ASSIGNMENT:
All of the records are to be reproduced exactly.

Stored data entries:
::::
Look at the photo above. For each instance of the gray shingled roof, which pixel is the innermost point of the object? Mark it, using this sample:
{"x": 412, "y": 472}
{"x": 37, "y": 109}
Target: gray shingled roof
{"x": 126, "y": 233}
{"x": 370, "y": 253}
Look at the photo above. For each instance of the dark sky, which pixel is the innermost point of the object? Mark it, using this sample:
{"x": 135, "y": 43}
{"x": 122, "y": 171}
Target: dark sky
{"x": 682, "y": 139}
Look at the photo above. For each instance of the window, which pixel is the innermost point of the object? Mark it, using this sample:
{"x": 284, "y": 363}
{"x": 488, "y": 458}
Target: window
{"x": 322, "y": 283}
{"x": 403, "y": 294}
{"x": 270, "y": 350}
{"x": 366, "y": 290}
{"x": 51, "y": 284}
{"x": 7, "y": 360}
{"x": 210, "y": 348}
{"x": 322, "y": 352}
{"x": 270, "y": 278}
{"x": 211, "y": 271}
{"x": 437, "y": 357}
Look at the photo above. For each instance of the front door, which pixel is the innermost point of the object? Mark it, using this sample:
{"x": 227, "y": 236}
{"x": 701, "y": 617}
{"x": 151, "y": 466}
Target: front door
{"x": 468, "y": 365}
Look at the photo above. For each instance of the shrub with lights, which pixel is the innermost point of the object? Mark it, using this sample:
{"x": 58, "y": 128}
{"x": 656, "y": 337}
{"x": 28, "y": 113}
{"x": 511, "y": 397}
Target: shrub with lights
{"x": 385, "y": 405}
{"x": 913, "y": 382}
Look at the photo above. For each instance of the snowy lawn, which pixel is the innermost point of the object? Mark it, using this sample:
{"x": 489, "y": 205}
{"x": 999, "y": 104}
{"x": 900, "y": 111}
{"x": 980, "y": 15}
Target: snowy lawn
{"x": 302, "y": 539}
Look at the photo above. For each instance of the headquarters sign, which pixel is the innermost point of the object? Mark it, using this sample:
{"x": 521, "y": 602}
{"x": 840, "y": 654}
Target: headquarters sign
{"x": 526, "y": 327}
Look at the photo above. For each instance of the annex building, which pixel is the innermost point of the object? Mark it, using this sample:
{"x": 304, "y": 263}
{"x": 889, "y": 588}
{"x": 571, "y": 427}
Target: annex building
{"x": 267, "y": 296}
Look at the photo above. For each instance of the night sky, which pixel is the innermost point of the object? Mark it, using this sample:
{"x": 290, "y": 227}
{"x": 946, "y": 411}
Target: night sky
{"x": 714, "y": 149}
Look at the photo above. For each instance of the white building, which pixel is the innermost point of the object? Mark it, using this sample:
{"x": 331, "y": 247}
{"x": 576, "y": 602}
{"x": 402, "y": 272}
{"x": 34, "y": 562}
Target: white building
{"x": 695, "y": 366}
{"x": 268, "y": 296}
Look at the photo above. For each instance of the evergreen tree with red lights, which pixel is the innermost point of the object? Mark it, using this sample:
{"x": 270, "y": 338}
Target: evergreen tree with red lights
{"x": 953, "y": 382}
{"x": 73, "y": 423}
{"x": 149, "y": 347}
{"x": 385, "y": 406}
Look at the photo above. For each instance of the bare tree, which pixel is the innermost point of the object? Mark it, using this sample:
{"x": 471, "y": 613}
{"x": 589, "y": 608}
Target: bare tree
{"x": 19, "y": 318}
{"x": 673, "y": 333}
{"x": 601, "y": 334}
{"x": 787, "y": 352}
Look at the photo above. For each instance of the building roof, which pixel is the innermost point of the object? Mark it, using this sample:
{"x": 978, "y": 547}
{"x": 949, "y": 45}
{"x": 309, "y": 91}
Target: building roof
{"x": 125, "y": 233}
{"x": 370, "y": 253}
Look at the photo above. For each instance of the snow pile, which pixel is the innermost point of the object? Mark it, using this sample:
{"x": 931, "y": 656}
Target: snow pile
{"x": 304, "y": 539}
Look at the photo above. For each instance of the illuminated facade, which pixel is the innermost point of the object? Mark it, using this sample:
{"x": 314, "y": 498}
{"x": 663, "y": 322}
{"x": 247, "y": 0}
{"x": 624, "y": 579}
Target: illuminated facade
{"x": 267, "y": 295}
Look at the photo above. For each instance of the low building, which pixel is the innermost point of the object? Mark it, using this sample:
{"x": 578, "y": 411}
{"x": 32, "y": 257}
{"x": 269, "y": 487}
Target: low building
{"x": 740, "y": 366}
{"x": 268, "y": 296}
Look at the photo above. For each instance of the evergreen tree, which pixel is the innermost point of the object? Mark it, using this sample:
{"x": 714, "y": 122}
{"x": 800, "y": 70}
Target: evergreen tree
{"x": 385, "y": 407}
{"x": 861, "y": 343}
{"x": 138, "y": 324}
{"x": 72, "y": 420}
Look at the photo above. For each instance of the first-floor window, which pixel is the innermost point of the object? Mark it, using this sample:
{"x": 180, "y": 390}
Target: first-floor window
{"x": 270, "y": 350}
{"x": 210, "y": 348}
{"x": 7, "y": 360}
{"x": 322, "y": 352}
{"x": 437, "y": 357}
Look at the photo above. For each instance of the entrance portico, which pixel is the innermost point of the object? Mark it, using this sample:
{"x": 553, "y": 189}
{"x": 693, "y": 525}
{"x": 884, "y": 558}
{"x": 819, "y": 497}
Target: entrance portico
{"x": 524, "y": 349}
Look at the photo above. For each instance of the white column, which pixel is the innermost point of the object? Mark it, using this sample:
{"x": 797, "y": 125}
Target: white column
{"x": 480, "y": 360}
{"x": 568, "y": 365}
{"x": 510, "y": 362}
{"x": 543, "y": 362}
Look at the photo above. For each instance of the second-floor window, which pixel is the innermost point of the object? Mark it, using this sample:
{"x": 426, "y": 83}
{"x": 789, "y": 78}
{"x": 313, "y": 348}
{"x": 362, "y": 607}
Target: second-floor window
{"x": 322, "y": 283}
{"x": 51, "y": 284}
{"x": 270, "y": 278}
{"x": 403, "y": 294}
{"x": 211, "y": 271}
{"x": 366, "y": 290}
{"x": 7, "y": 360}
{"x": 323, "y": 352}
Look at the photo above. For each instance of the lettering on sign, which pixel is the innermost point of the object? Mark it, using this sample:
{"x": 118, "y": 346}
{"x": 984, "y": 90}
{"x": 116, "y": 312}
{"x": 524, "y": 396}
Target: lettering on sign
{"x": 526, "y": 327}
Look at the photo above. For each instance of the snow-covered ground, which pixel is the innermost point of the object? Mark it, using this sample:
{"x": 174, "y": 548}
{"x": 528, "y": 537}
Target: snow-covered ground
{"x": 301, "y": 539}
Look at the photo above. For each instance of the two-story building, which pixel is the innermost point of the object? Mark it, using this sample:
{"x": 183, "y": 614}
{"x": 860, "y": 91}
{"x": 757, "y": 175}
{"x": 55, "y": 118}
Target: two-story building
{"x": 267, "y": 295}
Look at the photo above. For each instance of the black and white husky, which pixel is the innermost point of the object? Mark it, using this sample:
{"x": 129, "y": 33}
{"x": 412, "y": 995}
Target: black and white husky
::::
RESULT:
Look at the photo above. For each instance of the gray shingled roof, which pixel is the innermost point of the object? Mark it, using this sample:
{"x": 412, "y": 472}
{"x": 37, "y": 109}
Target: gray shingled roof
{"x": 126, "y": 233}
{"x": 370, "y": 253}
Look at the photo above. For each instance of the dark sky, which pixel is the innermost point of the object? Mark it, using this sample:
{"x": 135, "y": 43}
{"x": 122, "y": 171}
Target: dark sky
{"x": 682, "y": 139}
Look at the photo above. For each instance of the window, which pixel is the innermost point of the object? Mark it, using this sample:
{"x": 284, "y": 363}
{"x": 488, "y": 458}
Target: window
{"x": 322, "y": 283}
{"x": 403, "y": 294}
{"x": 270, "y": 350}
{"x": 366, "y": 290}
{"x": 51, "y": 284}
{"x": 7, "y": 360}
{"x": 210, "y": 348}
{"x": 322, "y": 352}
{"x": 270, "y": 278}
{"x": 211, "y": 271}
{"x": 437, "y": 357}
Look at the photo above. For each instance of the front door, which pixel is the innermost point of the object? Mark it, using this sample:
{"x": 227, "y": 236}
{"x": 701, "y": 617}
{"x": 151, "y": 466}
Target: front door
{"x": 468, "y": 365}
Look at the photo above. For each instance of the shrub with lights, which pixel is the innermost point of the object? Mark it, using this sample:
{"x": 58, "y": 128}
{"x": 656, "y": 337}
{"x": 28, "y": 113}
{"x": 511, "y": 397}
Target: shrub with lights
{"x": 385, "y": 405}
{"x": 913, "y": 382}
Look at the photo above. For each instance of the snowy lawn, which pixel is the innermost point of the object? Mark it, using this sample:
{"x": 489, "y": 205}
{"x": 999, "y": 104}
{"x": 900, "y": 111}
{"x": 980, "y": 15}
Target: snowy lawn
{"x": 302, "y": 539}
Look at the photo above. For each instance of the headquarters sign, which pixel is the innermost point of the object? Mark it, using this sample:
{"x": 521, "y": 602}
{"x": 840, "y": 654}
Target: headquarters sign
{"x": 526, "y": 327}
Look at the photo above. For each instance of the annex building, which pixel is the innermost point of the object? Mark it, using this sample:
{"x": 304, "y": 263}
{"x": 889, "y": 588}
{"x": 571, "y": 427}
Target: annex building
{"x": 267, "y": 296}
Look at the photo above. For each instance of the night sky, which pixel is the innermost point of the object? Mark it, using this sample:
{"x": 290, "y": 227}
{"x": 946, "y": 411}
Target: night sky
{"x": 714, "y": 149}
Look at the photo above. For each instance of the white building, which pixel is the innermost point of the object? Mark it, using this sample:
{"x": 331, "y": 247}
{"x": 576, "y": 602}
{"x": 402, "y": 272}
{"x": 34, "y": 562}
Target: white building
{"x": 695, "y": 366}
{"x": 268, "y": 296}
Look at the photo above. For each instance of the evergreen tree with red lights, which pixel is the innermost point of the object? Mark it, using this sample:
{"x": 270, "y": 338}
Target: evergreen tree with red lights
{"x": 953, "y": 382}
{"x": 73, "y": 423}
{"x": 149, "y": 347}
{"x": 385, "y": 406}
Look at the photo above. For each instance of the bare tree, which pixel is the innermost point of the object? Mark it, using this sample:
{"x": 471, "y": 613}
{"x": 589, "y": 608}
Target: bare tree
{"x": 19, "y": 318}
{"x": 673, "y": 333}
{"x": 601, "y": 334}
{"x": 787, "y": 352}
Look at the photo above. For each instance of the building roof, which pixel is the innermost point of the object? Mark it, using this sample:
{"x": 978, "y": 547}
{"x": 949, "y": 45}
{"x": 309, "y": 91}
Target: building roof
{"x": 125, "y": 233}
{"x": 370, "y": 253}
Look at the photo above. For each instance of the snow pile, which pixel is the innermost point of the object? Mark it, using this sample:
{"x": 931, "y": 656}
Target: snow pile
{"x": 304, "y": 539}
Look at the photo above. For each instance of the illuminated facade, which pixel is the innermost point of the object? Mark it, using this sample:
{"x": 314, "y": 498}
{"x": 663, "y": 322}
{"x": 247, "y": 0}
{"x": 624, "y": 579}
Target: illuminated facade
{"x": 267, "y": 295}
Look at the photo above. For each instance of the low building, which pixel is the innermost point of the object? Mark it, using this sample:
{"x": 578, "y": 411}
{"x": 32, "y": 257}
{"x": 269, "y": 487}
Target: low building
{"x": 740, "y": 366}
{"x": 268, "y": 296}
Look at the photo above. For each instance of the evergreen tree, which pixel is the innermost point of the object? Mark it, using this sample:
{"x": 714, "y": 122}
{"x": 800, "y": 70}
Target: evergreen tree
{"x": 385, "y": 407}
{"x": 861, "y": 343}
{"x": 138, "y": 324}
{"x": 72, "y": 420}
Look at the photo above. For each instance of the first-floor window, which pixel is the innermost point of the object? Mark it, using this sample:
{"x": 180, "y": 390}
Target: first-floor window
{"x": 270, "y": 350}
{"x": 210, "y": 348}
{"x": 7, "y": 360}
{"x": 322, "y": 352}
{"x": 437, "y": 357}
Look at the photo above. For each instance of the entrance portico, which pixel is the innermost point of the object? Mark it, using this sample:
{"x": 553, "y": 189}
{"x": 693, "y": 525}
{"x": 884, "y": 558}
{"x": 819, "y": 497}
Target: entrance portico
{"x": 524, "y": 349}
Look at the photo above. For each instance of the white column, which pixel is the innermost point of the object? Mark it, using this sample:
{"x": 797, "y": 125}
Target: white column
{"x": 480, "y": 360}
{"x": 568, "y": 365}
{"x": 510, "y": 362}
{"x": 543, "y": 362}
Look at the photo above. For each instance of the second-floor window, which pixel is the innermost point of the object? Mark it, using this sample:
{"x": 426, "y": 83}
{"x": 789, "y": 78}
{"x": 313, "y": 348}
{"x": 362, "y": 607}
Target: second-floor window
{"x": 322, "y": 283}
{"x": 51, "y": 284}
{"x": 270, "y": 278}
{"x": 403, "y": 294}
{"x": 211, "y": 271}
{"x": 366, "y": 290}
{"x": 7, "y": 360}
{"x": 323, "y": 352}
Look at the photo above. For each instance of the lettering on sign, which pixel is the innermost point of the object? Mark it, using this sample:
{"x": 118, "y": 346}
{"x": 984, "y": 90}
{"x": 116, "y": 312}
{"x": 524, "y": 396}
Target: lettering on sign
{"x": 526, "y": 327}
Look at the photo above. For each instance of the snow-covered ground, which pixel is the innermost point of the object? Mark it, using this sample:
{"x": 174, "y": 548}
{"x": 528, "y": 537}
Target: snow-covered ground
{"x": 301, "y": 539}
Look at the photo above. For each instance of the two-story building, which pixel is the innermost point of the object? Mark it, using this sample:
{"x": 183, "y": 614}
{"x": 860, "y": 91}
{"x": 757, "y": 175}
{"x": 55, "y": 118}
Target: two-story building
{"x": 267, "y": 295}
Look at the photo above. For each instance of the black and white husky, which pixel is the innermost point of the object? Mark it, using this sample:
{"x": 129, "y": 33}
{"x": 412, "y": 995}
Target: black and white husky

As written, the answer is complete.